■ SELECTION ■
Album Reviews

Kano – London Town

(679) UK release date: 10 September 2007


Kano - London Town The sophomore album is always a tricky thing to pull off, especially when your freshman effort was the seminal Home Sweet Home. It may have taken a guest appearance from Mike Skinner to push Kano firmly into the public domain but trust me, that’s where he belongs. As a teaser, the streets were left salivating with the creatively titled The Mixtape earlier in 2007 – promising a darker and grimier sound from an artist comfortable embracing the sounds coming from across the pond.

Tracks like I Feel Like and The Come Up, as well as a remix of Jay-Z‘s P.S.A did nothing but generate a buzz unheard of for a British rapper. Strange then that This Is The Girl was chosen as London Town’s lead single – of course the addition of Craig David (who incidentally takes co-production credits on a couple of tracks on the album) resulted in a an excellent track, but it isn’t by any means representative of what the album is about.

Intro track The Product is what London Town is about. It’s a dirty beat with equally dark and threatening lyrics, perfectly delivered with the continuity of Home Sweet Home’s modesty and honesty. The album’s opening verse contains the words “Look I’m for the street, fuck the awards/ I’d rather win best flow of the year/ Look I’m for the Ps, yeah get, get more dough”, ending with an a cappella that closes with “I ain’t promising shit…I’m a product of my environment”.

■ WRITTEN TASK 1 ■
Name every musician mentioned in the Kano album review.
■ WRITTEN TASK 2 ■
Carry on writing the Kano album review, starting right after its last sentence.
None of the lines that come after this have anything to do with the Kano review.

■ STORED ROWS ■

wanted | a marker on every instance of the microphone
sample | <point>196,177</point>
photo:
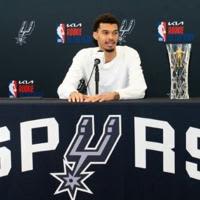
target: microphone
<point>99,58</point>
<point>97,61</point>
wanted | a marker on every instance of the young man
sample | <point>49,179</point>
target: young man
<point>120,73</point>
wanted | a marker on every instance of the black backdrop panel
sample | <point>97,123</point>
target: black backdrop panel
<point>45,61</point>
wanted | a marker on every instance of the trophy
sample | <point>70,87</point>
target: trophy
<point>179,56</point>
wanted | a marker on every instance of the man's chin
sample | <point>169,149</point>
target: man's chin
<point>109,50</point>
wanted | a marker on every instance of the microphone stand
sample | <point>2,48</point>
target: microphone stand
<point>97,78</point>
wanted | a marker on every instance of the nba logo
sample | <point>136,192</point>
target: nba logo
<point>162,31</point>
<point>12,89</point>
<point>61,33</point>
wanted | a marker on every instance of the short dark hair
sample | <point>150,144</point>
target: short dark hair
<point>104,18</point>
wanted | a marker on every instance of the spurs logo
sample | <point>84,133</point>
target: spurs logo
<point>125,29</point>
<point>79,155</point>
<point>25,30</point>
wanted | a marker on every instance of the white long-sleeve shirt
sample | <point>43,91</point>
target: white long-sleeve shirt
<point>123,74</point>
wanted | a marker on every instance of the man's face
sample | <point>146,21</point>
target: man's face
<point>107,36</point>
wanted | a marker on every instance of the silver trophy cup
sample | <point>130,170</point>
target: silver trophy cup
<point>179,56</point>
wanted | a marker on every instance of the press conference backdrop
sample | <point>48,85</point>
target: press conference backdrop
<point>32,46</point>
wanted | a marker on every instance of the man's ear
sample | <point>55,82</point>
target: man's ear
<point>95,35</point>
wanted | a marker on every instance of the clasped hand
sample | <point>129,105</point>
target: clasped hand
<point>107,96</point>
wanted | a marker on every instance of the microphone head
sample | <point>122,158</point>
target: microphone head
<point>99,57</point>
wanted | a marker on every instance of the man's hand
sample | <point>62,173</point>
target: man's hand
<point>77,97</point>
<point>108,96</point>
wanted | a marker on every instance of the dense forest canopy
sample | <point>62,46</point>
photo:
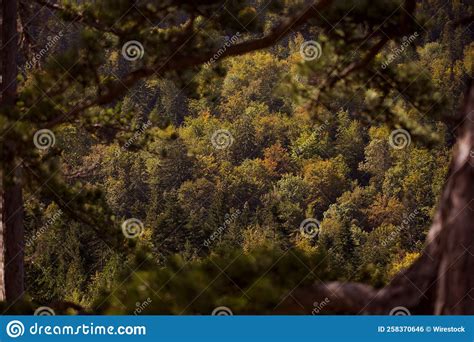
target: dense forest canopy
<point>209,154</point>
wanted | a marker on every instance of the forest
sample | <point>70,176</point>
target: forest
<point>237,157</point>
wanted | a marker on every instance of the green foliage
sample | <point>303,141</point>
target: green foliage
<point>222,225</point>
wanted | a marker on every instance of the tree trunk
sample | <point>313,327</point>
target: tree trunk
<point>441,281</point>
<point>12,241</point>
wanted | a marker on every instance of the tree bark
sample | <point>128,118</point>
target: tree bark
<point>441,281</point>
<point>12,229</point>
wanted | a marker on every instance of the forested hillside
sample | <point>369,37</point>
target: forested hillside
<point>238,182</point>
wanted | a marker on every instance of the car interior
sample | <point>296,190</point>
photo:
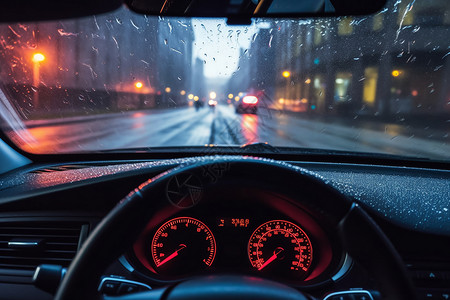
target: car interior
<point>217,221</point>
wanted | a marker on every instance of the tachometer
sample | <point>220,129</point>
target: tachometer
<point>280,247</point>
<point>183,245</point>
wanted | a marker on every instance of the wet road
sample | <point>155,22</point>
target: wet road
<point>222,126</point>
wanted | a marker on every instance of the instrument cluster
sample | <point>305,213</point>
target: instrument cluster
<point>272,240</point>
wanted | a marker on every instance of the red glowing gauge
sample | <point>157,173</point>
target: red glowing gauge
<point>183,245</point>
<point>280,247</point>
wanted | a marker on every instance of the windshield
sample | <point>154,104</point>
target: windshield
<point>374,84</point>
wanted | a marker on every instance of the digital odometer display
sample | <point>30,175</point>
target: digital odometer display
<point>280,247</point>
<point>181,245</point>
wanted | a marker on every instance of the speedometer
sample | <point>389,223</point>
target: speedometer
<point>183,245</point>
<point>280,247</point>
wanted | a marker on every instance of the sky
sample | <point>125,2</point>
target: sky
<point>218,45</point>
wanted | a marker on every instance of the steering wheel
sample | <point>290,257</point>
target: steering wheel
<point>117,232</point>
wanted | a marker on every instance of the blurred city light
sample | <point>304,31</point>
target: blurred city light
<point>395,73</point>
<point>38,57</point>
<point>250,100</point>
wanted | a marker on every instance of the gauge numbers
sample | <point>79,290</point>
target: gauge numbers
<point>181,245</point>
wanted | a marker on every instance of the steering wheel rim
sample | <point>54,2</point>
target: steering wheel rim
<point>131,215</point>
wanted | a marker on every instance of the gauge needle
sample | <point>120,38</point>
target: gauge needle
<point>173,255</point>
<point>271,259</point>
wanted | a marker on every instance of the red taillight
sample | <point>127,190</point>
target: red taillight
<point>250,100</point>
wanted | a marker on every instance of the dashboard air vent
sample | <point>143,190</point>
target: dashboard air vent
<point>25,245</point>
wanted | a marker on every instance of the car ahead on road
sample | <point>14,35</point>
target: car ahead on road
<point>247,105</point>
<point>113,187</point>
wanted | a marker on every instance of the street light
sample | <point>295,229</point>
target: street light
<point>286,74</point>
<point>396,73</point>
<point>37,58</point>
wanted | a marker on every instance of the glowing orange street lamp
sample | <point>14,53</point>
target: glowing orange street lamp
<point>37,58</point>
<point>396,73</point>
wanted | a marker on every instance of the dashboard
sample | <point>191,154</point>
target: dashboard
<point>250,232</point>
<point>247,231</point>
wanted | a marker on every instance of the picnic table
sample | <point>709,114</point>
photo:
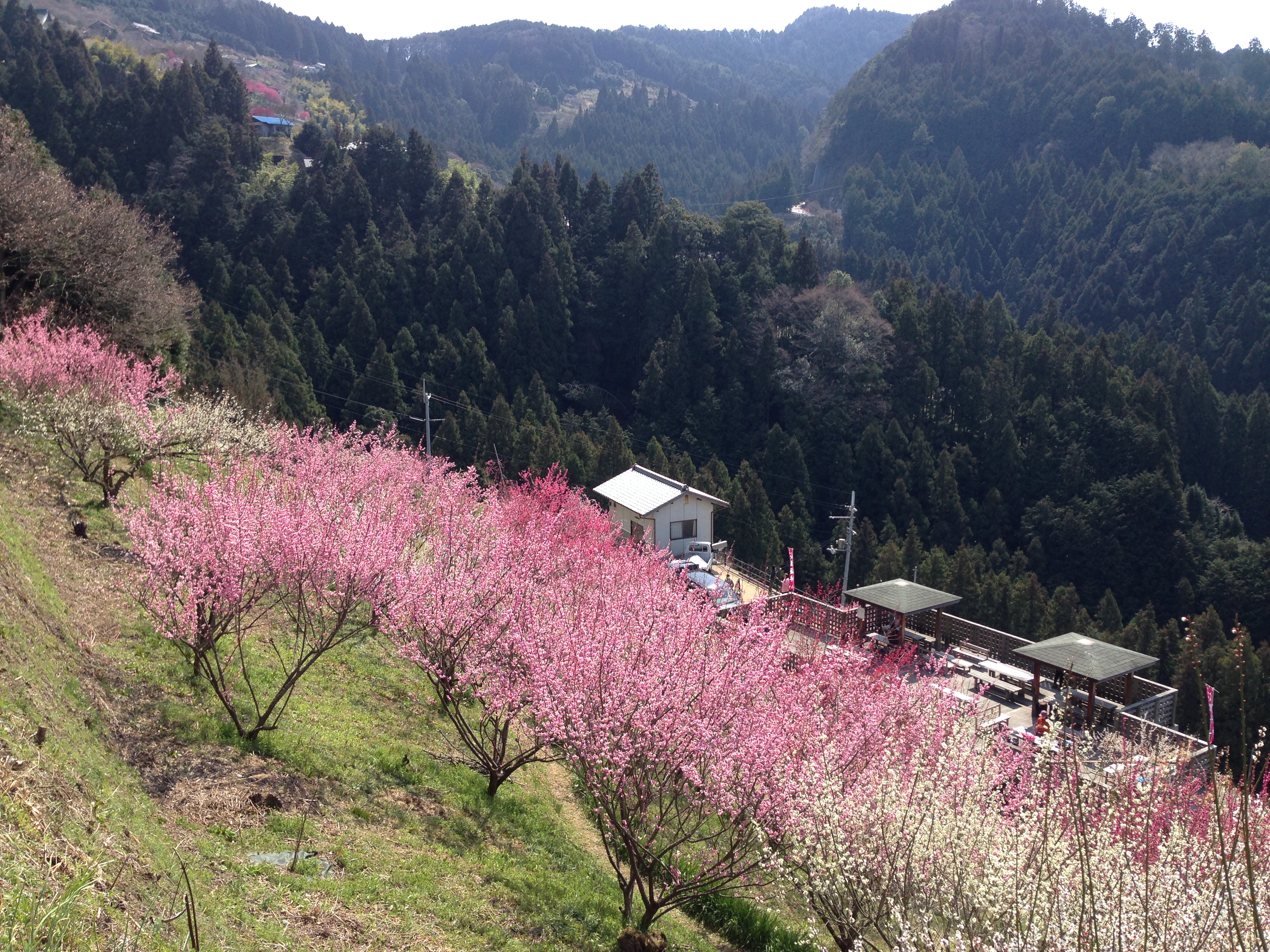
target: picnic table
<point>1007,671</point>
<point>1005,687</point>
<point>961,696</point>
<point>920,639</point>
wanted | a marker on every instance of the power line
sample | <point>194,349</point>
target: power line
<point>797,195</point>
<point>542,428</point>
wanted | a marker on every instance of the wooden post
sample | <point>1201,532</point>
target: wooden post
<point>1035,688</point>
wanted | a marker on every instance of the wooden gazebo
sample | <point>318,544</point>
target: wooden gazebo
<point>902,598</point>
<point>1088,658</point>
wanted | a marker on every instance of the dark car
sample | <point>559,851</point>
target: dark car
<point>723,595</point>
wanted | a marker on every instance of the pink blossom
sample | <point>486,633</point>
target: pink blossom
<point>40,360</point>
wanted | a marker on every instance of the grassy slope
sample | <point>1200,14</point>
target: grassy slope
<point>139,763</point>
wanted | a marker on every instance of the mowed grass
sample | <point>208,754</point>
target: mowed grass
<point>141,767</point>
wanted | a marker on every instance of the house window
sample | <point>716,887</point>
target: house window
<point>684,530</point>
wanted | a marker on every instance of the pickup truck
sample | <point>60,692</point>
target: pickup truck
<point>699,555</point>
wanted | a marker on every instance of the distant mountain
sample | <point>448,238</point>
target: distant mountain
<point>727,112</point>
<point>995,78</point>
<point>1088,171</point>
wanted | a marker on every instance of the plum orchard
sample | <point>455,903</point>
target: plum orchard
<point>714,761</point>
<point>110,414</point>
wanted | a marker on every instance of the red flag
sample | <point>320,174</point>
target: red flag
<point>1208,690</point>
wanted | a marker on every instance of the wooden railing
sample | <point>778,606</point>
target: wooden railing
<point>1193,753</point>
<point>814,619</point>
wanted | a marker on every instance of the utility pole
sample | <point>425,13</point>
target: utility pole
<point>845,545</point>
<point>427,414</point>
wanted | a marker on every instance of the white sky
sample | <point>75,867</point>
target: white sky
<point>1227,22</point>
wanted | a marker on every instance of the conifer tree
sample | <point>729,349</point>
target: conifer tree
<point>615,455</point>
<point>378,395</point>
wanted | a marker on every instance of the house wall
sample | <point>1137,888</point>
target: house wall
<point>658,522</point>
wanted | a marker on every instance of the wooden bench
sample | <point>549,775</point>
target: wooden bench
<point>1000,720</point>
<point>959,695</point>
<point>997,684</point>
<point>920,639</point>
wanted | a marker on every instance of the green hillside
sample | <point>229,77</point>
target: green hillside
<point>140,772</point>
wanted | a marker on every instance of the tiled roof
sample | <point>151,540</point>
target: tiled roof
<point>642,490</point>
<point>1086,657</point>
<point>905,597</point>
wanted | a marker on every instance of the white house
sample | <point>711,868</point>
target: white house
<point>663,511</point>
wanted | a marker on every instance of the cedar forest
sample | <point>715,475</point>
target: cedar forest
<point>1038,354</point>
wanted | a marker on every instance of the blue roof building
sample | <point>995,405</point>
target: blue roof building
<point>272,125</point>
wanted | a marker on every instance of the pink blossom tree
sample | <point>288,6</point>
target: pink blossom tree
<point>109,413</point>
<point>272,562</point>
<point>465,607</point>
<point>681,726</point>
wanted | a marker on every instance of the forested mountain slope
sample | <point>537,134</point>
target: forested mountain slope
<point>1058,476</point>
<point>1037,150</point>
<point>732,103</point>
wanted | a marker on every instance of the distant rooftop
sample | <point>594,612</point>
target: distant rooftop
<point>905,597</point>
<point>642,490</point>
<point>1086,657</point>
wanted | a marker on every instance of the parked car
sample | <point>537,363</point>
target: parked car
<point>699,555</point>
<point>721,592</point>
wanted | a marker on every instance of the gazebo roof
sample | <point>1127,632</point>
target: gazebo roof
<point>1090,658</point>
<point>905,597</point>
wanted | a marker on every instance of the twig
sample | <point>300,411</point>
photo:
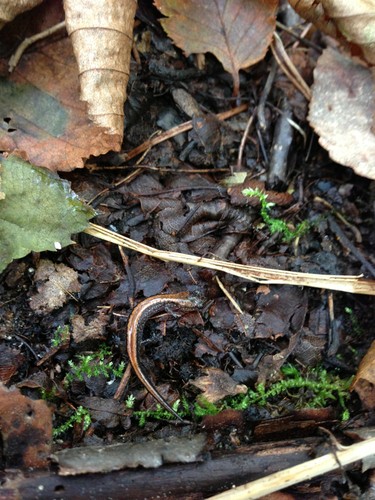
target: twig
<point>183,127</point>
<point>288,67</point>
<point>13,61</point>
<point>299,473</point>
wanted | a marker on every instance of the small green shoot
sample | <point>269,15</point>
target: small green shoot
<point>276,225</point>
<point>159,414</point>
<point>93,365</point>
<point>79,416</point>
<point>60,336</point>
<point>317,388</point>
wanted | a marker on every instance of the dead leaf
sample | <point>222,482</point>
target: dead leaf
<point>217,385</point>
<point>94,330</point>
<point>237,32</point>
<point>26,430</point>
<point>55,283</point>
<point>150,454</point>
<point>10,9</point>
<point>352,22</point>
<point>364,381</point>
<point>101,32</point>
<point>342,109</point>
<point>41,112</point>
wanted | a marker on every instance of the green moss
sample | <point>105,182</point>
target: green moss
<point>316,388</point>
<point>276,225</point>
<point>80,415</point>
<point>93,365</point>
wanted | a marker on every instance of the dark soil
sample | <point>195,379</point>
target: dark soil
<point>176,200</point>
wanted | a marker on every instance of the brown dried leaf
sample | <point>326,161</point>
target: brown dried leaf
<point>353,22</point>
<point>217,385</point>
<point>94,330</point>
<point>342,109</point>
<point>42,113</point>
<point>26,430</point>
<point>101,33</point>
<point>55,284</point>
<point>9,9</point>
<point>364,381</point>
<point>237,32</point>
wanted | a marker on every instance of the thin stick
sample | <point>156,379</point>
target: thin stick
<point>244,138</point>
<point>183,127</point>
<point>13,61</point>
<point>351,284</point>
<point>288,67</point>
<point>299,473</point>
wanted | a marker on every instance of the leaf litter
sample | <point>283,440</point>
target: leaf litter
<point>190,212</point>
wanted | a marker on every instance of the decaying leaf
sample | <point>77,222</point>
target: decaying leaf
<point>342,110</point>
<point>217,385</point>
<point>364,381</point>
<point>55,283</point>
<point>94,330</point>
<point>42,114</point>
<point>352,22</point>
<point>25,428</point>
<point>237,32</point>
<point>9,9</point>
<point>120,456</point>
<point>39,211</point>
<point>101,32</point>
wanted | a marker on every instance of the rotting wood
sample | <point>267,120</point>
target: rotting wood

■ WRITTEN REPLY 1 ■
Kano, Mike Skinner, Jay-Z, Craig David

■ WRITTEN REPLY 2 ■
It rolls seamlessly into London Town’s title track which “sounds like grime but a little slower”. Actually it sounds like a well thought out narrative of urban London as the press want it to sound. While Fighting The Nation and its acoustic guitar strains presents the picture in a softer way, it’s a different angle of the same photo – while different, it is creatively just as good.

Bad Boy samples Buju Banton‘s Too Bad, which neatly follows dancehall star Vybz Cartel‘s appearance on Buss It Up, which turns the lights out and the bass up to rat out WAG types, with Kano’s self-confident, borderline arrogan raps turning the heat up. Feel Free is arguably London Town’s peak, as Damon Albarn adds his Gorillaz vibe to another track centred on the nation’s capital. This time though, the message is far from localised: “it’s deeper than music / now sing along to it”.

Sleep Tight allows Kano to come over all introspective after an iffy piano intro sends the listener down a soulful blind alley before the beat kicks in. The poignancy and potency of a pseudo-tormented citizen rather than rapper is a powerful parallel to Home Sweet Home’s 9-5. The freshness and vigour of the latter is lost in Sleep Tight’s tale of self-preservation and self-awareness: “Still watch my back when I’m in the ends/ ’til my time in the limelight comes to an end/ It looks sweet when I’m in a Benz, backseat just done with Press/ Head back east/ They see and get mad about it/ Fuck it, I might as well brag about it”.

London Town manages to finish strongly with the exception being Kate Nash‘s extremely unpleasant whining inexplicably finding its way on to Me & My Microphone. Minor vitriol aside, the album gets a resounding thumbs up. As the title track proclaims “I’m a lot wiser, a little older” and it shows throughout the album.

The album oozes quality, and gives Kano a firm identity – experimental but controlled, and ultimately artistically aware of what works. London Town isn’t specific to those embedded in the capital’s grime scene. London Town is generic hip-hop, which is the highest compliment I can pay to a British rap artist.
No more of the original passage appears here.